• Exercise description
Write the line that includes "of the concrete" and all subsequent lines, exactly as written, and nothing more.

• Material shown
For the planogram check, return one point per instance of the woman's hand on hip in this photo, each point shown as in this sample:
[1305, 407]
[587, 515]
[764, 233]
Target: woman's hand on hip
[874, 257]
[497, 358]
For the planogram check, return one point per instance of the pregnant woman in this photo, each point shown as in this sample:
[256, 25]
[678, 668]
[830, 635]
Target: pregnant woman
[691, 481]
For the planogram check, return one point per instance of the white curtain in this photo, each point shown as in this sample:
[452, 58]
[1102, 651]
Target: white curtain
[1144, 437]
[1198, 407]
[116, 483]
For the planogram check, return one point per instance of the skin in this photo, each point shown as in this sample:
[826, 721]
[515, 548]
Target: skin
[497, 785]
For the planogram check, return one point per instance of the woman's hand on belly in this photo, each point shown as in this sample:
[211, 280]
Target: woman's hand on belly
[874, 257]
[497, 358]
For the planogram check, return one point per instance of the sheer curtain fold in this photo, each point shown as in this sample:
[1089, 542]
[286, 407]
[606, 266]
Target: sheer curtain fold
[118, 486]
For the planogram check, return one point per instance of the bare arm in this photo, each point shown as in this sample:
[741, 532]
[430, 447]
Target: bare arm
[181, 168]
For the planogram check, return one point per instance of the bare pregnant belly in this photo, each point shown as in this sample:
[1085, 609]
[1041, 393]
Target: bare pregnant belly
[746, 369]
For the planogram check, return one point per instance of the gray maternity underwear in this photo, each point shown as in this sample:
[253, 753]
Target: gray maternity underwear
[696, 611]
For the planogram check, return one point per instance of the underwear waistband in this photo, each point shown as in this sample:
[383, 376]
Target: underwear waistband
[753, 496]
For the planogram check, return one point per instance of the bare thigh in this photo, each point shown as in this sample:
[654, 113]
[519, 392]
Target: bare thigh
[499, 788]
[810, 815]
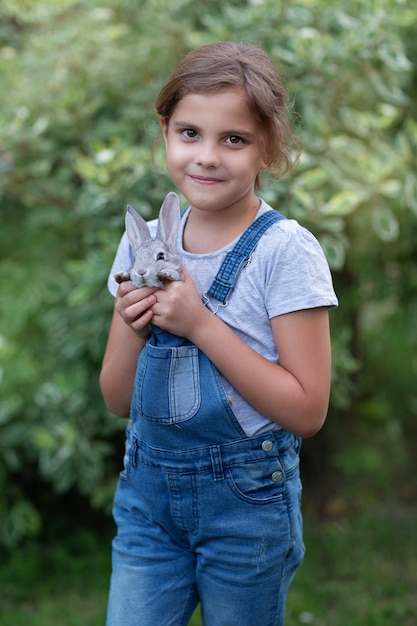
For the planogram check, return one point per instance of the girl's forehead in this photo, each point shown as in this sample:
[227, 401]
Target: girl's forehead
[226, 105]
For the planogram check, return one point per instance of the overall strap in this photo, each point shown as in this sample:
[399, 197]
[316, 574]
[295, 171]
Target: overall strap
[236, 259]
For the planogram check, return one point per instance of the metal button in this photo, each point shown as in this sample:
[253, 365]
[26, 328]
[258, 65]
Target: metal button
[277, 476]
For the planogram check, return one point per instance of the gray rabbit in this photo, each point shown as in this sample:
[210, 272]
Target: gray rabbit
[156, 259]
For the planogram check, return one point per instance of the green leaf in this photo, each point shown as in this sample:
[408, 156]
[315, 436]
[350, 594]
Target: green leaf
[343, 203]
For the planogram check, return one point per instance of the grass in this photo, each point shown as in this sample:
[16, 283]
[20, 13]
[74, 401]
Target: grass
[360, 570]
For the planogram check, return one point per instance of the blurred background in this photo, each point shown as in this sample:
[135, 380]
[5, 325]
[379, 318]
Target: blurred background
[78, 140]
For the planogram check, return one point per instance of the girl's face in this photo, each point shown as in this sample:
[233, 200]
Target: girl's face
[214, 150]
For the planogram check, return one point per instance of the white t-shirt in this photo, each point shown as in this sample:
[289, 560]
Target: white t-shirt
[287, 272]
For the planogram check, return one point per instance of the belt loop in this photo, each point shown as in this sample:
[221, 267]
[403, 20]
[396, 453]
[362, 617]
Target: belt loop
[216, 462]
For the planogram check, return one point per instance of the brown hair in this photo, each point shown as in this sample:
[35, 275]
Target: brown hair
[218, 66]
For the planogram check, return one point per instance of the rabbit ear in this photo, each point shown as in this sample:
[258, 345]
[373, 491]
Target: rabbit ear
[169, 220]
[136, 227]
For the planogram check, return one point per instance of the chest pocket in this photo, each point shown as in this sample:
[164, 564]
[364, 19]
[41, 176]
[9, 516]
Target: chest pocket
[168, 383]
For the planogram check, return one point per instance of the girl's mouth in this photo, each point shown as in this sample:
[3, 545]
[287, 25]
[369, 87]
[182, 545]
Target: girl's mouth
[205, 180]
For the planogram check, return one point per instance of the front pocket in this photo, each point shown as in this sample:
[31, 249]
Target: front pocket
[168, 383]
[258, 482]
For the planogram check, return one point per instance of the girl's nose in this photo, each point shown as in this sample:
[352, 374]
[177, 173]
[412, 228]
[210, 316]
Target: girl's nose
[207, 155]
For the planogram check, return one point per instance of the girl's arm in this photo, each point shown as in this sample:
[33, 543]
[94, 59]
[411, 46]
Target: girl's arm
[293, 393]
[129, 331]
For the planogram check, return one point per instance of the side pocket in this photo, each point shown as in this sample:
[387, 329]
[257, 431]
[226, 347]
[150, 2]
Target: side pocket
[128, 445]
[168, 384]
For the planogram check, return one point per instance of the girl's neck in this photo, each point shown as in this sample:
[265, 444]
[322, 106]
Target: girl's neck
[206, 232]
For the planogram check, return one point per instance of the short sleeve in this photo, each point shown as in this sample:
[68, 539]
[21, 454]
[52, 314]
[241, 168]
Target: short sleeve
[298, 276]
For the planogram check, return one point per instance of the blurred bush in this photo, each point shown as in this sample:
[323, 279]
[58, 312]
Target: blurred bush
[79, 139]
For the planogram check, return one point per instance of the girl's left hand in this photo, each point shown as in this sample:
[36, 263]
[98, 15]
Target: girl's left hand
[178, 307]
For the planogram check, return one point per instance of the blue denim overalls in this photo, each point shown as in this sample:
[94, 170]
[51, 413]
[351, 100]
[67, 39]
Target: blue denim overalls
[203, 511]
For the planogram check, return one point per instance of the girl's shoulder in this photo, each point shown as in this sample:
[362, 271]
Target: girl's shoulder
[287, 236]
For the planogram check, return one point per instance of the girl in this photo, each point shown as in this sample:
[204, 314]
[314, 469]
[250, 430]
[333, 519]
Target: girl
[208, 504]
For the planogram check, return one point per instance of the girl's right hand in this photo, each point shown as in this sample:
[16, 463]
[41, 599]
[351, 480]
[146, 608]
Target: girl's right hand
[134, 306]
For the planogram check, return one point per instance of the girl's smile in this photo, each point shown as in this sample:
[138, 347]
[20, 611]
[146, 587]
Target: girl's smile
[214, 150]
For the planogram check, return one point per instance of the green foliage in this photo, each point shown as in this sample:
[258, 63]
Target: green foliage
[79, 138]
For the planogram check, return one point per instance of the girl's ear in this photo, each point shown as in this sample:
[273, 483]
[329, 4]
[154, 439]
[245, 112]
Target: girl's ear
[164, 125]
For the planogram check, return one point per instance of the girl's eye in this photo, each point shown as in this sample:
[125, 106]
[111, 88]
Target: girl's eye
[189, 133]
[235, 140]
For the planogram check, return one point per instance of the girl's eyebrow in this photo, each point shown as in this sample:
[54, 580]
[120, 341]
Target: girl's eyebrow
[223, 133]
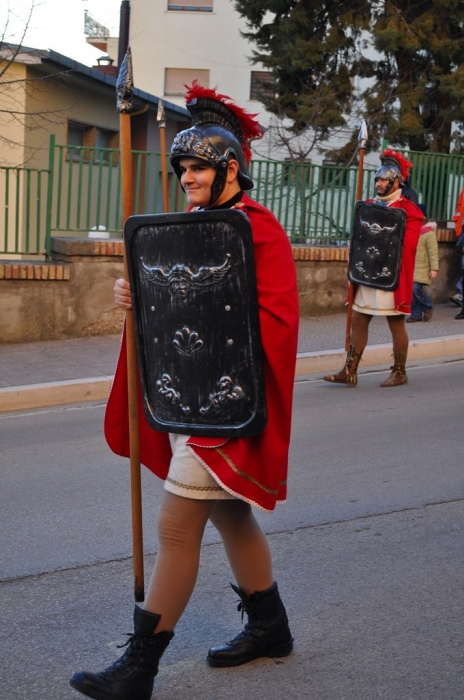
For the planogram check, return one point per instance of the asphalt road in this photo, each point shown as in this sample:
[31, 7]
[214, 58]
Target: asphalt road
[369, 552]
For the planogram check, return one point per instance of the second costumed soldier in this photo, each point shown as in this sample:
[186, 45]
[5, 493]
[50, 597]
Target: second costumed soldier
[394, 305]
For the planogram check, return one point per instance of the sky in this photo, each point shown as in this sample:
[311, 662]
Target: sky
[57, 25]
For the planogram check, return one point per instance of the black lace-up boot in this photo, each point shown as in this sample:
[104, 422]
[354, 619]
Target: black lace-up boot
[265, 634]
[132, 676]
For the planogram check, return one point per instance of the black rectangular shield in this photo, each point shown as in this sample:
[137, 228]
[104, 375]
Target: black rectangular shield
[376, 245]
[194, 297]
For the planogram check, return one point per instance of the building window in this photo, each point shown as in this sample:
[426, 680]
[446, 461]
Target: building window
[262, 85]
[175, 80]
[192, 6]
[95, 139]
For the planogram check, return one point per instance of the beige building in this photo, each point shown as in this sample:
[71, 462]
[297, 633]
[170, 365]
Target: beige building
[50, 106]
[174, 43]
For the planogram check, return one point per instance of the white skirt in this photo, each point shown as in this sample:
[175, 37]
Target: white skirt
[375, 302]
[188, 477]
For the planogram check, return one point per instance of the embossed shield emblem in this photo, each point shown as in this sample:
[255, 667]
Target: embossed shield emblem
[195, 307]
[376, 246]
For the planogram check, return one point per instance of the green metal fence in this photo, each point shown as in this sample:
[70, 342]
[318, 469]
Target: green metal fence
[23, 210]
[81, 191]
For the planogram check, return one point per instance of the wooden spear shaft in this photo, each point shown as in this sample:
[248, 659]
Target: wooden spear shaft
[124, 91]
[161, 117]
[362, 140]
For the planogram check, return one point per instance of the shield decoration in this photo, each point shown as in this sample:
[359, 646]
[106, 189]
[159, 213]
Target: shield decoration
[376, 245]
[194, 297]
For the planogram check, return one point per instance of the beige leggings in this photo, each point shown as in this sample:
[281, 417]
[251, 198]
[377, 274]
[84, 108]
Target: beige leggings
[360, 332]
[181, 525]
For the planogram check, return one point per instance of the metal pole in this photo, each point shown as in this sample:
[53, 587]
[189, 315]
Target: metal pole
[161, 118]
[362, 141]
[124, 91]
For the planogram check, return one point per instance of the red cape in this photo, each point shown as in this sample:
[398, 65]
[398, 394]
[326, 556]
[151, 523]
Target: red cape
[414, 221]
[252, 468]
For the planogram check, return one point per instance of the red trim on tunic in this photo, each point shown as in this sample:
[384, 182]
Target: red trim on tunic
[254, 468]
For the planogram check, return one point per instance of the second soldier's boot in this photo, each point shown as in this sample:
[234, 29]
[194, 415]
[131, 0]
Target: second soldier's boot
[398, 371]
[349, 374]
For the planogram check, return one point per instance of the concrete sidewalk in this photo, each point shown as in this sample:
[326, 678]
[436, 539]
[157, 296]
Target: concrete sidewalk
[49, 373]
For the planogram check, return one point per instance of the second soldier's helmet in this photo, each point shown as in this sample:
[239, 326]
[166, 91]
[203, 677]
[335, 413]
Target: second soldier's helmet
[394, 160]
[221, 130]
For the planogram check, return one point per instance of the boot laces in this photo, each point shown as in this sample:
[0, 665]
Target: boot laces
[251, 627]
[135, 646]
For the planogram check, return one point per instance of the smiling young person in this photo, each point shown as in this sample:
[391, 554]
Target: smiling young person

• Task output
For the planogram check, return one point per instance of the concrete sidewalk in this photo, each point shown as in this sample:
[326, 678]
[436, 539]
[157, 296]
Target: concrete sidewalk
[49, 373]
For the planogram check, return one point per instance of the second soldier's helmet in this photo, each point shown as in this sample:
[239, 326]
[166, 91]
[203, 677]
[335, 413]
Target: second soldier's helmet
[394, 160]
[221, 130]
For the planogram check, return one point per instance of the boot laces in this photo, each point shown as in this sample:
[0, 665]
Target: boot laces
[251, 627]
[135, 646]
For the planogram check, return one point per instance of the smiling young person in this photo, each point shown as in this sample:
[391, 554]
Target: smiling young person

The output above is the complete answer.